----- READING TEXT -----
Nstein Branches Out

December 11, 2008

Nstein Technologies is helping media companies like Scripps, Bonnier, and Time expand search  taxonomies to return better search results. By customizing word relationships, Nstein uses semantics to categorize results in context. The goal is to increase user satisfaction. By giving them better results in searches, the customers are more likely to return to the web site. To support the idea, Nstein redesigned its entire site, incorporating a custom taxonomy to increase reader satisfaction. Their example: “Stuffing” was added to the taxonomy – and an association was made between “Dressing” with “Stuffing,” so no matter which keyword a reader chose, all relevant recipes would appear. Companies also are going farther than custom taxonomies – they are adopting and expanding authority files (controlled lists of products, companies, locations, people, etc.) It all comes down to making search better.

Jessica Bratcher, December 11, 2008

Enterprise Translation Systems

December 10, 2008

Update: December 14, 2008 I came across Nice Translator at http://www.nicetranslator.com/

Original Post

I received an email from a colleague who wanted to know about translation systems. I fired back an answer, but I thought you might want to have my short list of vendors to peruse. If you run a search on Google for “enterprise translation software”, you get more than 400,000 hits. That’s not too useful. If you want to experiment with free translation services, download this file.

BASIS Technologies licenses its various translation components to a number of search and content processing vendors; for example, Fast Search & Transfer was a customer. BASIS has been a leader in providing machine translation of Arabic and related languages. The Federal government has been a fan of BASIS’s systems. You can get some very specialized translation and language components; for example, a Japanese address analyzer.

Google provides a pretty good translation system. Right now, it is for free, which is a plus. Some of the translation systems shoot into six figures pretty quickly if you pack on the language packs and custom tuning. You can use the Google system by navigating here: http://translate.google.com. You can fiddle around and automate translation, but I have heard that Google monitors its translation system, so if you push too much through the system, the Googlers follow up. You can feed it a line of text or a url.

Language Weaver automated language translation. The company serves digital industries and enterprise customers directly and through strategic partnerships. You can hook this system into other enterprise software. Employees can access documents in their native language.The company recently added new language pairs:

  • Bulgarian to/from English
  • Hebrew to/from English
  • Serbian to/from English
  • Thai to/from English
  • Turkish to/from English.

Systran has been a player in translation for years. You have to buy Systran’s software. The desktop version works quite well. The enterprise system involves some fiddling, but you can automate the translation and perform some useful operations on the machine-generated files. You can get more information about Systran here. Systran is used for the Babel Fish online translation function in AltaVista.com and Yahoo.

How good are these systems?
-----
→ EXERCISE REQUIREMENTS
1. Write out the records below again, switching "rectangular window" to "square window" and leaving everything else unchanged.
2. Carry on the blog text about search and translation software, picking up after its final sentence.
----- PROVIDED INFORMATION -----
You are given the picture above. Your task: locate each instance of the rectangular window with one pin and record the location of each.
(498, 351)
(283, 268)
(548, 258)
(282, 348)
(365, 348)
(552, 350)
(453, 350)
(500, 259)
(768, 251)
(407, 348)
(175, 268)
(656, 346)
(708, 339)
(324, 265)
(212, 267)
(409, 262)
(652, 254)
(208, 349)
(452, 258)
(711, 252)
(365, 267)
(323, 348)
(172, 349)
-----
→ ANSWERS BELOW
1.
You are given the picture above. Your task: locate each instance of the square window with one pin and record the location of each.
(498, 351)
(283, 268)
(548, 258)
(282, 348)
(365, 348)
(552, 350)
(453, 350)
(500, 259)
(768, 251)
(407, 348)
(175, 268)
(656, 346)
(708, 339)
(324, 265)
(212, 267)
(409, 262)
(652, 254)
(208, 349)
(452, 258)
(711, 252)
(365, 267)
(323, 348)
(172, 349)

2.
None of the systems is perfect. None of the systems translates as well as a human with deep knowledge of the language pairs being translated. However, the speed of these systems and their “good enough” translations can cope with the volume of data flowing into an organization. I use several of these systems. I can get a sense of the document and then turn to a native speaker to clarify the translation.

I have unsubstantiated information that suggests Google has been making considerable progress with their online translation system. Because the system is available without charge, Google is becoming the default system. AltaVista.com still offers an online translation system, but Google has surpassed that system in speed and language pair support. When Google integrates its online translation system with its other enterprise services, I think Google will continue to chew away at the established vendors’ market share. The GOOG, however, seems happy to let customers find their online translation service. The economic downturn may shift the Google into higher gear.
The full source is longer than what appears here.